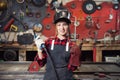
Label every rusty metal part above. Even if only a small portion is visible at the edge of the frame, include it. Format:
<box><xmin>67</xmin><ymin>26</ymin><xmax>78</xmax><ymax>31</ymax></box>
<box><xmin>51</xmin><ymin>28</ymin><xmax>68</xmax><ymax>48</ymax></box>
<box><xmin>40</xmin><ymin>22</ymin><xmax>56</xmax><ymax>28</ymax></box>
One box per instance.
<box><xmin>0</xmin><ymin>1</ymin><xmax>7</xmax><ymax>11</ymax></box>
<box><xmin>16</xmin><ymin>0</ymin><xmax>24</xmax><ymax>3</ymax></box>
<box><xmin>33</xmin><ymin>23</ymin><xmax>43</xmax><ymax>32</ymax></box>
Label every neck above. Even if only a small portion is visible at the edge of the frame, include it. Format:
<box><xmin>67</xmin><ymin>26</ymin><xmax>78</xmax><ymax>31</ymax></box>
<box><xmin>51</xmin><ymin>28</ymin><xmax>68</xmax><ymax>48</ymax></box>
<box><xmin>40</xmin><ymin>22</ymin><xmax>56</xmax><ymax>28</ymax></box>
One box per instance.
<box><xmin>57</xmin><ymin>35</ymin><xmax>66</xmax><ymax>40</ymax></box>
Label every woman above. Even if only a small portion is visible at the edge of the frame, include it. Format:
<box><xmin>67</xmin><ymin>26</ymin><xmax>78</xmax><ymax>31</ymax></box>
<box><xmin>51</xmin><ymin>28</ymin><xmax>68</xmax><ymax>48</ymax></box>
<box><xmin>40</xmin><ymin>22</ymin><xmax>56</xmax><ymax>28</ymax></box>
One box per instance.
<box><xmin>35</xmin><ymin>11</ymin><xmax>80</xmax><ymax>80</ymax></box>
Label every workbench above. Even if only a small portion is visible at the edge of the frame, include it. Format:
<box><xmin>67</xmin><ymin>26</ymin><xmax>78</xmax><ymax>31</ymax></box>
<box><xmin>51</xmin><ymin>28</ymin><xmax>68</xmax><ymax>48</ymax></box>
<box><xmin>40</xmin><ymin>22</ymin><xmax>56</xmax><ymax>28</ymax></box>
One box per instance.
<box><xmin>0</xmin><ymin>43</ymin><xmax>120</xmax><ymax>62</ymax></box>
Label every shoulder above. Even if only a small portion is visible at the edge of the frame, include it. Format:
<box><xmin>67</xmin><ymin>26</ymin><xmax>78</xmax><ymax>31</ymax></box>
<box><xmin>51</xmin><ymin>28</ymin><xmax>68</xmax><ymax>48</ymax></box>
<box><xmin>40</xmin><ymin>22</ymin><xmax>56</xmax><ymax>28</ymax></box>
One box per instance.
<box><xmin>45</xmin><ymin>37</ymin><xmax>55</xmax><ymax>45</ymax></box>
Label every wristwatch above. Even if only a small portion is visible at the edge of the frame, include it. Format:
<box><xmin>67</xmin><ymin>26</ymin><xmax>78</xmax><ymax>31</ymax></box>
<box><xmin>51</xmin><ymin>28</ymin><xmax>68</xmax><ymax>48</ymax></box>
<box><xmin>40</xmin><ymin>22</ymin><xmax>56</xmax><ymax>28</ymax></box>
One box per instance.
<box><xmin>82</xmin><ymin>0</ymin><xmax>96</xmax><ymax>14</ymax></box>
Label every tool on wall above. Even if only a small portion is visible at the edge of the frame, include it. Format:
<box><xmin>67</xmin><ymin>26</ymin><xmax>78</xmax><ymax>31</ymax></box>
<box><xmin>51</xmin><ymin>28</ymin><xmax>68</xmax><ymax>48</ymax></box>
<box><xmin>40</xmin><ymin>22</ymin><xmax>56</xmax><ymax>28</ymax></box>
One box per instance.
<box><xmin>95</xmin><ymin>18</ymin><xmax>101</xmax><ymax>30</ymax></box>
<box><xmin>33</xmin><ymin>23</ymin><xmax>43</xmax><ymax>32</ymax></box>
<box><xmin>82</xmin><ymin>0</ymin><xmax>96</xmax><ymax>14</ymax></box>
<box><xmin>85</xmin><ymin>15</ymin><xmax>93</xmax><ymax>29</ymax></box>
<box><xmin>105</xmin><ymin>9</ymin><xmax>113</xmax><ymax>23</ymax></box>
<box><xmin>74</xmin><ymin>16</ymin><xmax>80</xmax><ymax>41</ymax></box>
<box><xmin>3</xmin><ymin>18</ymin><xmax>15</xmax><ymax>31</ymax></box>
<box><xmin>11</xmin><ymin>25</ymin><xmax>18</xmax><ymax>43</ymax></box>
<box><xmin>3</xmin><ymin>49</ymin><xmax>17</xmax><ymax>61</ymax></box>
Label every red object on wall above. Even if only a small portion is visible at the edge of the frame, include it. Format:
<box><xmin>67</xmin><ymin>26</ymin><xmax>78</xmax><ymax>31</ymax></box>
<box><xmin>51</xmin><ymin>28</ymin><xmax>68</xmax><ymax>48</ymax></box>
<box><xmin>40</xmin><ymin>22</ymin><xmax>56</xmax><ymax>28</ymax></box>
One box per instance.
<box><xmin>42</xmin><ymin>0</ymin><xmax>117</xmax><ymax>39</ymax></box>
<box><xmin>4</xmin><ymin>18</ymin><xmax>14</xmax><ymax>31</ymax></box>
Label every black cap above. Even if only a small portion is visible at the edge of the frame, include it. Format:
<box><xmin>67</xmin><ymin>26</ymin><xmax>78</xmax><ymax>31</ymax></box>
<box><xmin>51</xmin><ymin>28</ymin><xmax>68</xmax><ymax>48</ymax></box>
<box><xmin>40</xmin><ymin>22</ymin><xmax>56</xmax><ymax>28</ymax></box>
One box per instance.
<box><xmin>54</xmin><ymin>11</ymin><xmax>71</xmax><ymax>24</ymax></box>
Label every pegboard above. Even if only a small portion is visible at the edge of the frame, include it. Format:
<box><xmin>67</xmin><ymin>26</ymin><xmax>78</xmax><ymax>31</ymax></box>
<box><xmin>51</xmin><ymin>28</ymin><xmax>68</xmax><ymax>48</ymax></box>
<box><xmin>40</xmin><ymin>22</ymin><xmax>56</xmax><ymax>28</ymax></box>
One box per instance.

════

## Prompt
Copy every line from the one containing "Label every tool" through the end of the records, requests included, and shift each bounding-box coordinate in the answers up by 105. Keep the requests and their format samples unchanged.

## Response
Label every tool on wall above. Even if only a small portion is visible at the edge of the frame, include it. Format:
<box><xmin>67</xmin><ymin>26</ymin><xmax>78</xmax><ymax>31</ymax></box>
<box><xmin>51</xmin><ymin>28</ymin><xmax>68</xmax><ymax>48</ymax></box>
<box><xmin>40</xmin><ymin>22</ymin><xmax>56</xmax><ymax>28</ymax></box>
One box per instance.
<box><xmin>200</xmin><ymin>123</ymin><xmax>206</xmax><ymax>135</ymax></box>
<box><xmin>138</xmin><ymin>128</ymin><xmax>148</xmax><ymax>137</ymax></box>
<box><xmin>187</xmin><ymin>105</ymin><xmax>201</xmax><ymax>119</ymax></box>
<box><xmin>190</xmin><ymin>120</ymin><xmax>198</xmax><ymax>134</ymax></box>
<box><xmin>210</xmin><ymin>114</ymin><xmax>218</xmax><ymax>128</ymax></box>
<box><xmin>179</xmin><ymin>121</ymin><xmax>185</xmax><ymax>146</ymax></box>
<box><xmin>108</xmin><ymin>123</ymin><xmax>120</xmax><ymax>136</ymax></box>
<box><xmin>116</xmin><ymin>130</ymin><xmax>123</xmax><ymax>148</ymax></box>
<box><xmin>108</xmin><ymin>154</ymin><xmax>122</xmax><ymax>166</ymax></box>
Label every red object on wall above. Even if only a small portion is visible at the edge of the frame, include it. Format:
<box><xmin>67</xmin><ymin>26</ymin><xmax>78</xmax><ymax>31</ymax></box>
<box><xmin>51</xmin><ymin>28</ymin><xmax>68</xmax><ymax>48</ymax></box>
<box><xmin>40</xmin><ymin>22</ymin><xmax>56</xmax><ymax>28</ymax></box>
One box per instance.
<box><xmin>147</xmin><ymin>105</ymin><xmax>222</xmax><ymax>144</ymax></box>
<box><xmin>109</xmin><ymin>123</ymin><xmax>119</xmax><ymax>136</ymax></box>
Label every black cap above. Even if only a small portion is visible at the edge of the frame, include it. Format:
<box><xmin>67</xmin><ymin>26</ymin><xmax>78</xmax><ymax>31</ymax></box>
<box><xmin>51</xmin><ymin>28</ymin><xmax>68</xmax><ymax>48</ymax></box>
<box><xmin>40</xmin><ymin>22</ymin><xmax>56</xmax><ymax>28</ymax></box>
One box per instance.
<box><xmin>159</xmin><ymin>116</ymin><xmax>176</xmax><ymax>129</ymax></box>
Label every pegboard above. Even if only a small portion is visible at the edge of the frame, include it. Format:
<box><xmin>67</xmin><ymin>26</ymin><xmax>78</xmax><ymax>31</ymax></box>
<box><xmin>51</xmin><ymin>28</ymin><xmax>68</xmax><ymax>48</ymax></box>
<box><xmin>40</xmin><ymin>22</ymin><xmax>56</xmax><ymax>28</ymax></box>
One box per instance.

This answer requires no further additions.